**TASK INSTRUCTIONS:** Would you transcribe all of the data exactly, down to the last character?

**MATERIAL PROVIDED:**
--------------------

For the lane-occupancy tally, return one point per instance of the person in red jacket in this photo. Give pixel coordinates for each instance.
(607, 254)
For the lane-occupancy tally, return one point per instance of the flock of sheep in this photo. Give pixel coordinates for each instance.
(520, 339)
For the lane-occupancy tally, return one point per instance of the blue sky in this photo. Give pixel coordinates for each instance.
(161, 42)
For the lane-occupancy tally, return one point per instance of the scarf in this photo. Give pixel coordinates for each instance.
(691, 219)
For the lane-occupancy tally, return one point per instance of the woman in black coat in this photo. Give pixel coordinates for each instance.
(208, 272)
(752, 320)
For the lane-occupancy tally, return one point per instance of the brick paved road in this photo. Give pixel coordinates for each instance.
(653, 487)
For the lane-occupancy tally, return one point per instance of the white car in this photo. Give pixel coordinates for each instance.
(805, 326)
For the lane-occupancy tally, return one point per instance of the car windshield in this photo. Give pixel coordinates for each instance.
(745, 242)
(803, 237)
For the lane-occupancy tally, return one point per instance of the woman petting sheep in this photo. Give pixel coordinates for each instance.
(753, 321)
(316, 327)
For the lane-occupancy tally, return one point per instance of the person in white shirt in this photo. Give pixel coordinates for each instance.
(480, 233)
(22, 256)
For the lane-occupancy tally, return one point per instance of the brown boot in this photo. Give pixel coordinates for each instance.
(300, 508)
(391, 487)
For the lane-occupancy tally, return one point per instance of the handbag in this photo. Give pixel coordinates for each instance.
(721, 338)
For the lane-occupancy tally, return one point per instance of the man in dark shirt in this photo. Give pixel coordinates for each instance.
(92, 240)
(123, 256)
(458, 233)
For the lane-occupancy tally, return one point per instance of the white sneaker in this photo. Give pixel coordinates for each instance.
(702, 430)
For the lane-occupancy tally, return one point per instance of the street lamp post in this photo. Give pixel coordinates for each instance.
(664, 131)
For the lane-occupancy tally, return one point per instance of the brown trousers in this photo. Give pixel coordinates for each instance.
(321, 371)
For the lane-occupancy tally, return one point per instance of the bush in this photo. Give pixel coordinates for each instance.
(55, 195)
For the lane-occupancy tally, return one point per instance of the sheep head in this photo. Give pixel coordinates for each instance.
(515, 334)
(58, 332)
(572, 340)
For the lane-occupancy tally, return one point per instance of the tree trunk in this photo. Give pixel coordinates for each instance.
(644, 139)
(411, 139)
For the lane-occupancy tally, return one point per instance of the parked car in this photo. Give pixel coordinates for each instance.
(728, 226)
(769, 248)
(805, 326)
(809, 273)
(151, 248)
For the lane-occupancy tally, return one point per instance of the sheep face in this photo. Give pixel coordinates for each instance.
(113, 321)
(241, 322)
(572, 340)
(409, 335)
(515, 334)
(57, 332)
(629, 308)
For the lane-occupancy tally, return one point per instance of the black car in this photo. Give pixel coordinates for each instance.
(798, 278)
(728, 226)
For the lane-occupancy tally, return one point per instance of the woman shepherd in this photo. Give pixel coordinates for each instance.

--------------------

**THE RESULT:**
For the lane-occupancy tally, return one point per instance of the person in red jacket in this photo. Give pixel coordinates for each instance.
(607, 254)
For the lane-occupancy tally, return one point per instance of the flock of sheep in this photo. Give pixel coordinates for each instance.
(520, 339)
For the lane-occupancy tally, return one point per instance of the blue sky in this photo. Give pixel coordinates for each instance.
(161, 42)
For the lane-occupancy tally, return one point per instance of the scarf in this photo. Give pixel coordinates for each instance.
(691, 219)
For the lane-occupancy tally, return one point per instance of the woman in black coat in this photo. Give pixel coordinates for each instance.
(208, 272)
(752, 320)
For the lane-occupancy tally, return one point per instance of the brick paved road in this photo. Give pixel coordinates for each instance.
(653, 487)
For the lane-occupancy tally, return one point per instance of the white car in this photo. Give pixel coordinates for each instance.
(805, 326)
For the lane-occupancy tally, return one point per instance of the car windshield in this photo. Give pixel coordinates for each instance.
(745, 242)
(803, 237)
For the lane-occupancy tally, return one point per instance of the woman petting sheep in this photo. Give pixel coordinates for each instance.
(753, 321)
(316, 327)
For the lane-occupancy tally, return one point per instance of the person in white shirt in this photo. Give pixel coordinates for each instance.
(480, 233)
(22, 256)
For the lane-occupancy tally, return one point per instance of the brown boot in this photo. Give pixel coordinates for each instance.
(300, 508)
(391, 487)
For the lane-occupancy tally, return one point per instance of the handbag in this photo. Give pixel coordinates for each instance.
(721, 338)
For the lane-occupancy tally, return one point per instance of the man in dark shirt in this photo. Give pixel coordinates for each instance.
(92, 240)
(123, 256)
(458, 233)
For the lane-occupancy tally, return one point per instance of the white sneaker in this photo. Give pixel coordinates for each instance.
(702, 430)
For the lane-occupancy tally, return one point per instance of the street lamp post in this photo. Give pixel coordinates for each instance.
(664, 131)
For the lane-occupancy tally, return one point per instance of the brown trousers in this photo. Give pixel coordinates for each instance.
(321, 371)
For the lane-occupancy tally, return one point per instance of the bush in this photo. Give pixel coordinates for each instance.
(55, 195)
For the lane-occupancy tally, return one point per instance of the sheep head in this photo. Give pixel coordinates for each instance.
(515, 334)
(58, 332)
(572, 340)
For the lane-occupancy tally, return one point per instance of the tree trunk in this photo. Give pixel coordinates for each instance.
(644, 139)
(411, 139)
For the lane-occupancy tally, return one point per instance of the parked car in this photo. Give pixel coordinates for each instance.
(728, 226)
(769, 248)
(805, 326)
(809, 273)
(151, 248)
For the lane-occupancy tally, return one point per instance of the sheep face in this photo. Give pixel coordinates for each instance.
(113, 321)
(241, 322)
(572, 340)
(409, 335)
(515, 334)
(57, 332)
(629, 308)
For the lane-occupancy tally, return one point per instance of the black car in this photo. Give pixel coordinates for each instance.
(798, 278)
(728, 226)
For the lane-occupancy tally, return one point per instance of the woman shepherd in this photo. Give pixel coordinates for each instance.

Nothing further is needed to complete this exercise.